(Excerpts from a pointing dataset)
#####

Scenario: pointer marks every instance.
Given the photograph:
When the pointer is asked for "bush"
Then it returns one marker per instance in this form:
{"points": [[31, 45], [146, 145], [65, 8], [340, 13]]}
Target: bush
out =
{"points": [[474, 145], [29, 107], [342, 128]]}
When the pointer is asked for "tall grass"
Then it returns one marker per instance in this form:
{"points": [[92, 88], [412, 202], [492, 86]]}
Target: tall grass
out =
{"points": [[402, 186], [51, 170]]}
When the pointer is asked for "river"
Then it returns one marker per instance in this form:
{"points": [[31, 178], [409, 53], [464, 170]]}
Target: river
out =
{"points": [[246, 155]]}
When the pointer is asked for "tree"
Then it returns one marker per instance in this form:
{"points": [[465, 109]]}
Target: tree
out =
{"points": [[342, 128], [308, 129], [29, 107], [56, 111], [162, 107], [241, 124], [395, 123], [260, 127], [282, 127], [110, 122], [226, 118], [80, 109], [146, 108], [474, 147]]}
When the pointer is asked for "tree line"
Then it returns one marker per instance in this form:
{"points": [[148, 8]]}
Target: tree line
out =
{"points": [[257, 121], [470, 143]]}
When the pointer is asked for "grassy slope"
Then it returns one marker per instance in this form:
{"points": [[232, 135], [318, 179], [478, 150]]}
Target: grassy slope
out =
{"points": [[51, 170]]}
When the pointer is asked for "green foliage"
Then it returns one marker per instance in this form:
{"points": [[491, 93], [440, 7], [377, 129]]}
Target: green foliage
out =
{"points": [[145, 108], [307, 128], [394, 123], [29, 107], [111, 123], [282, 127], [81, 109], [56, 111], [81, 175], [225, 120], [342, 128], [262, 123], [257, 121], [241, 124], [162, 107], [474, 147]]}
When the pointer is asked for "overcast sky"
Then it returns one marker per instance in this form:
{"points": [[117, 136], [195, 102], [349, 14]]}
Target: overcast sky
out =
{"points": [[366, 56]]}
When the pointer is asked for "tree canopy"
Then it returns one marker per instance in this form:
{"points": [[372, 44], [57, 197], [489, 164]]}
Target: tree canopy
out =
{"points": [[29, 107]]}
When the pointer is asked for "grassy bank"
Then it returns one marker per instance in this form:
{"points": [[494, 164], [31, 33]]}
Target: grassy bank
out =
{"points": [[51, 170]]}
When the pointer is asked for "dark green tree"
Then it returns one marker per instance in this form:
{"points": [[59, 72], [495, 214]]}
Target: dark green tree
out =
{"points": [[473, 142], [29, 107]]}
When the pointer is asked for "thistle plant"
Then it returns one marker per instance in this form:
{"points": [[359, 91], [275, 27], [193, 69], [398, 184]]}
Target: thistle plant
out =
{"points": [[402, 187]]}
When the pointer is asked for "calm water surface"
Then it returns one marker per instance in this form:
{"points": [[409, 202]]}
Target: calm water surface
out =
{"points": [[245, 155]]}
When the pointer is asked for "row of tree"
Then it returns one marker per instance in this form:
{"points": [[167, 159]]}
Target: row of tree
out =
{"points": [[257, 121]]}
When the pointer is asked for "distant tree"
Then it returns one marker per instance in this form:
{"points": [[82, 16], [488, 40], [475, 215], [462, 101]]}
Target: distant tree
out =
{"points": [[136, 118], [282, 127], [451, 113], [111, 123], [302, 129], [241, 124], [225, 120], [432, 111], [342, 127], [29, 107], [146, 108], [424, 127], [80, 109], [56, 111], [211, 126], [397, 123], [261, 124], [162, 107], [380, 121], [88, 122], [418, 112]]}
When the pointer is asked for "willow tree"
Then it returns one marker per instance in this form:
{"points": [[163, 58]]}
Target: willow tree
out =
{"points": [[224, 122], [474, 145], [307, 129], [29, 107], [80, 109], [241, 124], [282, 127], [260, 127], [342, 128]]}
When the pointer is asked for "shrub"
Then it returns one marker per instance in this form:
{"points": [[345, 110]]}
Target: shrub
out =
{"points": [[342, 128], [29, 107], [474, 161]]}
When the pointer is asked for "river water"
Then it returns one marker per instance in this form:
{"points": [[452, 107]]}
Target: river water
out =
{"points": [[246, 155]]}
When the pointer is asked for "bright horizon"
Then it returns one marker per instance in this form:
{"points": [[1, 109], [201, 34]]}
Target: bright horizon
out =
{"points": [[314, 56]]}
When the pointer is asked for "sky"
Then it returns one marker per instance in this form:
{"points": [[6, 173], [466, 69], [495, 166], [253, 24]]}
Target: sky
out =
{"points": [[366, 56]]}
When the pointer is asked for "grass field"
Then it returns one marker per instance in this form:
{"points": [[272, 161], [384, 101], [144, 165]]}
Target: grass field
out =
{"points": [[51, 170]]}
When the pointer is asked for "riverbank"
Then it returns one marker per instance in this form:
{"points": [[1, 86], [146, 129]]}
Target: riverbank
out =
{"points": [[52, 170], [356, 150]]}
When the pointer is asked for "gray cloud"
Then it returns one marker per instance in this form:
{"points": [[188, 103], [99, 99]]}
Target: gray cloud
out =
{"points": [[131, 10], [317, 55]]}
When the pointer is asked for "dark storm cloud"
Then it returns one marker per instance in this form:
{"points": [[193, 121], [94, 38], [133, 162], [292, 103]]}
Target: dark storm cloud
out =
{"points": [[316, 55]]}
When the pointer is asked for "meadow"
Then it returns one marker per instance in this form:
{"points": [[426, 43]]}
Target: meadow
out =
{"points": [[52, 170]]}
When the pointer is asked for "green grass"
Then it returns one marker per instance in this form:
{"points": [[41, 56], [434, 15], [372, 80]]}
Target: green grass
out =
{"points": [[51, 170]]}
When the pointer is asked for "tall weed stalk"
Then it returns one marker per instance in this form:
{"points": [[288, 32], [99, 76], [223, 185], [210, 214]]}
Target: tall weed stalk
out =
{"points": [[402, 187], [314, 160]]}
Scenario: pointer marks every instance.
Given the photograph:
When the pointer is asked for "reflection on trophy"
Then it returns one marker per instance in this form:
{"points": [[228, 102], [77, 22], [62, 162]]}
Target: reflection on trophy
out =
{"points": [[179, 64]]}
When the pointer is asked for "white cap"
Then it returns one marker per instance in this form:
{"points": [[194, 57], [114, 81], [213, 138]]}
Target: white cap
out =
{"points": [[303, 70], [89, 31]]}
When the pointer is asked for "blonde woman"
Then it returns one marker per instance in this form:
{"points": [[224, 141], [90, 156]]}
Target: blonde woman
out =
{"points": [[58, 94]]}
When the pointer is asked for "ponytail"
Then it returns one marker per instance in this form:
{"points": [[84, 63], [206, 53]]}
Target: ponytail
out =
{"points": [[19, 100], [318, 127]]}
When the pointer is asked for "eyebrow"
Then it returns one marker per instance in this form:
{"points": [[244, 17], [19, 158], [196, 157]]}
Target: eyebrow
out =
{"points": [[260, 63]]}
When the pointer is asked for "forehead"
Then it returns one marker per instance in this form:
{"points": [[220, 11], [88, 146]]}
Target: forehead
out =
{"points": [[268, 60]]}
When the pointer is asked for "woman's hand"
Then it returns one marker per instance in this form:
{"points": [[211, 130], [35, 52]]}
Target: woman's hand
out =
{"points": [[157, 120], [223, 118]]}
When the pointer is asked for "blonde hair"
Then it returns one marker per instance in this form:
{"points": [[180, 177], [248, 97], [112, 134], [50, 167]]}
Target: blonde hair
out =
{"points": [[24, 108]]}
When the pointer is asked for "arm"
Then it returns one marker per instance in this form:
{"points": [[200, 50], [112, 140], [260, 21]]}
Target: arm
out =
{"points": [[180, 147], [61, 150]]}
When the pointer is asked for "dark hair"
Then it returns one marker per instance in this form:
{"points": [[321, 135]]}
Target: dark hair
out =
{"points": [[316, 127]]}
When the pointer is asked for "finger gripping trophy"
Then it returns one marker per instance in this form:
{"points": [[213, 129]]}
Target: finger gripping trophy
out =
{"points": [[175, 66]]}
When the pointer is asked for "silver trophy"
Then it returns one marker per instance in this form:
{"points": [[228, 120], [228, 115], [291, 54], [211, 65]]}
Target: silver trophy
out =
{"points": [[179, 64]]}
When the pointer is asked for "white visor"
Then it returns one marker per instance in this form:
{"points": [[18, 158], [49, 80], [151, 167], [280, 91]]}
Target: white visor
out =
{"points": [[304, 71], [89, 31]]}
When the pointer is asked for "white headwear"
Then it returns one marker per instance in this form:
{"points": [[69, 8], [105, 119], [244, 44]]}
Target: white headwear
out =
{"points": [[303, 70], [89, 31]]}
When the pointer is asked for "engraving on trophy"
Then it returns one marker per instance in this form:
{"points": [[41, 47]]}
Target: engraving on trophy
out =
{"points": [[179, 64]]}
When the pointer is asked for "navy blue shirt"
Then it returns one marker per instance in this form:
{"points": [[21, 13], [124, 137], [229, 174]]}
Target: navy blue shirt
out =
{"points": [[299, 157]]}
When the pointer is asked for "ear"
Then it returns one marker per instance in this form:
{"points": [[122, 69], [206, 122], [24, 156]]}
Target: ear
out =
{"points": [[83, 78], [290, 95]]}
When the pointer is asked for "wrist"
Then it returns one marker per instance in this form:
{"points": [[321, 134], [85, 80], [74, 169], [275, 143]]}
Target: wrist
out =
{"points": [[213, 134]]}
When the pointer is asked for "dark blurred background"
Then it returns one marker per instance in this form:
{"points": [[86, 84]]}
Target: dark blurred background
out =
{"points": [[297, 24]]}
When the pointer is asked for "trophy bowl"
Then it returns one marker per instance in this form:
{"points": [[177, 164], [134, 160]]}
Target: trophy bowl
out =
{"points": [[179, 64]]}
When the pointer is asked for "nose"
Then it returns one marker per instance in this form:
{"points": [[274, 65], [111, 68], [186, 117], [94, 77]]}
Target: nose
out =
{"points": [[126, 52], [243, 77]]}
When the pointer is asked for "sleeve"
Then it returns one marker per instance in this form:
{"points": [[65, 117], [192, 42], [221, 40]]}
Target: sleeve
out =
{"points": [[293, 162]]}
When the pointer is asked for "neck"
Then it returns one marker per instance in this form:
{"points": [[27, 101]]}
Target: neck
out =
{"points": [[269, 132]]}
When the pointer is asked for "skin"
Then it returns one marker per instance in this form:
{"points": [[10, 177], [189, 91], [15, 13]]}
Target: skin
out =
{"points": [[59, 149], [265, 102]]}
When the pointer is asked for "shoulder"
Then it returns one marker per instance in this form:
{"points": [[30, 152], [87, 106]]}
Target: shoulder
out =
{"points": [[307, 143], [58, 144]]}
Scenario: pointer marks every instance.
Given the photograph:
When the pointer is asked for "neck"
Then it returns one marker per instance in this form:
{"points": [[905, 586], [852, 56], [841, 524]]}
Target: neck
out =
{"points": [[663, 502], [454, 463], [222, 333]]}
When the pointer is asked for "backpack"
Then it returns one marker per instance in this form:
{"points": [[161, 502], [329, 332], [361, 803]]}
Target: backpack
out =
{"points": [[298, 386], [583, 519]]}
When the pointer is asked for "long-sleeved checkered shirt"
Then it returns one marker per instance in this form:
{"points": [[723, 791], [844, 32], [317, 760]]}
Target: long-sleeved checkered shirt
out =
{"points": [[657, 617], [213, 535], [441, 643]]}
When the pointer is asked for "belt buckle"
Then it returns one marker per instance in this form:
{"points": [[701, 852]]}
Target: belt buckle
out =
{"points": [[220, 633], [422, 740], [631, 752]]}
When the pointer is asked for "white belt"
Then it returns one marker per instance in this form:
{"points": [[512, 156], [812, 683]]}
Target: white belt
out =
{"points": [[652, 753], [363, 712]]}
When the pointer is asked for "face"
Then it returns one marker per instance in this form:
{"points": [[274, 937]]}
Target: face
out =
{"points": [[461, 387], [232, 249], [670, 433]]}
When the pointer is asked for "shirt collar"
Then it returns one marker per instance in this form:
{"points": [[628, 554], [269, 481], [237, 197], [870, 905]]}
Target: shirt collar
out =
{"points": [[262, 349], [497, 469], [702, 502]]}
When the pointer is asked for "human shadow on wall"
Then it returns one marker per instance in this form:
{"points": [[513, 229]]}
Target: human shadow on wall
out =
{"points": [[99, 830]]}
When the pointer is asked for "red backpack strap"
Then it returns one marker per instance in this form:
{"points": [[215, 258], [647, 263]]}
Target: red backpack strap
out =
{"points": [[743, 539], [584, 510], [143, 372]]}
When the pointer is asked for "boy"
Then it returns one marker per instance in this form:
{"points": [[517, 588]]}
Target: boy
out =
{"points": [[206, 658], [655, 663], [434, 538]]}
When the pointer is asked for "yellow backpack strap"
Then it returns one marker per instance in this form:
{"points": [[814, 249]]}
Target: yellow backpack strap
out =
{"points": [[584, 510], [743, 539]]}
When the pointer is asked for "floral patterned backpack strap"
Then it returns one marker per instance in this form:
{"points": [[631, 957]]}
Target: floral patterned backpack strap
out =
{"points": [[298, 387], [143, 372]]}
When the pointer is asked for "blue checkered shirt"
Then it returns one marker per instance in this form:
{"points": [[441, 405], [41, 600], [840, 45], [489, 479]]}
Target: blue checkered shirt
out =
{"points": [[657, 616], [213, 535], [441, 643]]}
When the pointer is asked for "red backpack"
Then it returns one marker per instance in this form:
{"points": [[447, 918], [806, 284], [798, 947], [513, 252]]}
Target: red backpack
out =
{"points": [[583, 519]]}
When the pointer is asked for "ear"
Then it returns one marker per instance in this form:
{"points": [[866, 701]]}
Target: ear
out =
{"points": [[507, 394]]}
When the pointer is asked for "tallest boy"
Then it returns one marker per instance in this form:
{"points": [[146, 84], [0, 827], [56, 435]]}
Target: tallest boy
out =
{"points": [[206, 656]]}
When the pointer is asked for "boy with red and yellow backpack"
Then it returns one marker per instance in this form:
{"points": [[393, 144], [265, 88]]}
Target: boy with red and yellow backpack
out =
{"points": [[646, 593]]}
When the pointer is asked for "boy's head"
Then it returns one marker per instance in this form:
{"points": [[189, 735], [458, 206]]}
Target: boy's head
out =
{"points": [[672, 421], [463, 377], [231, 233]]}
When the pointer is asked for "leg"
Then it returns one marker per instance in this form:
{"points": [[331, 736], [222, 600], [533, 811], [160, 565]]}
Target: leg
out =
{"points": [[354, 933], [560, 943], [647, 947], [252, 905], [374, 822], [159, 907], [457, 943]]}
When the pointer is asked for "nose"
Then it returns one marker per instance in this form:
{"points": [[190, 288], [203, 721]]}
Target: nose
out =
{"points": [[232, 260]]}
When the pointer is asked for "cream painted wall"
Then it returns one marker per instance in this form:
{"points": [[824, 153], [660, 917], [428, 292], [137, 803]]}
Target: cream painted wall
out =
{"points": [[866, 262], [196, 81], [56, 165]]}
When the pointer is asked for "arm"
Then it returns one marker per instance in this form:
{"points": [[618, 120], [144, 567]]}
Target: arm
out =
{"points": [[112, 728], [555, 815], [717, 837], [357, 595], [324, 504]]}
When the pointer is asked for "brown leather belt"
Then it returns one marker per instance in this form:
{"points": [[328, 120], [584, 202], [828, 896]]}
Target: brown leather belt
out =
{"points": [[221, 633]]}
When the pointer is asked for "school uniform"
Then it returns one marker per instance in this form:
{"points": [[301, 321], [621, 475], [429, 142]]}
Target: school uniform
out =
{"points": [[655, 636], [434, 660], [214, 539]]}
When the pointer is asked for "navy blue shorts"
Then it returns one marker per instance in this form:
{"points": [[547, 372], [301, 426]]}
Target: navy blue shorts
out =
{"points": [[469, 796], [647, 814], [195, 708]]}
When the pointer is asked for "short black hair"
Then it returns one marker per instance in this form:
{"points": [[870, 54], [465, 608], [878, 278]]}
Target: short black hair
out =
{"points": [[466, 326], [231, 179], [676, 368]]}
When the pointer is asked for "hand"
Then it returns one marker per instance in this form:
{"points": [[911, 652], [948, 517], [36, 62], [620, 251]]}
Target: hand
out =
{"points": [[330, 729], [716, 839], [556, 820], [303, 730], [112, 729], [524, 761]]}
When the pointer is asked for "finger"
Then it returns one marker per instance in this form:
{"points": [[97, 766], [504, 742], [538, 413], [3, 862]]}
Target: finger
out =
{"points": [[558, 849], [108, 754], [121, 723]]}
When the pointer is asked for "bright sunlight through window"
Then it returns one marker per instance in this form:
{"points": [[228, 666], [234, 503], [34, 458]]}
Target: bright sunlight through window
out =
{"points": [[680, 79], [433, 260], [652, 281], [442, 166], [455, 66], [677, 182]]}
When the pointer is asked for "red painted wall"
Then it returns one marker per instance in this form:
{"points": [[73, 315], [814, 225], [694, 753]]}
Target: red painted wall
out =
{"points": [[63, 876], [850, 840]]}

#####

[TO BE DONE]:
Tally how many lines of the records above contain the word "school". Reply with the number alone.

[RESPONSE FOR THIS EXERCISE]:
2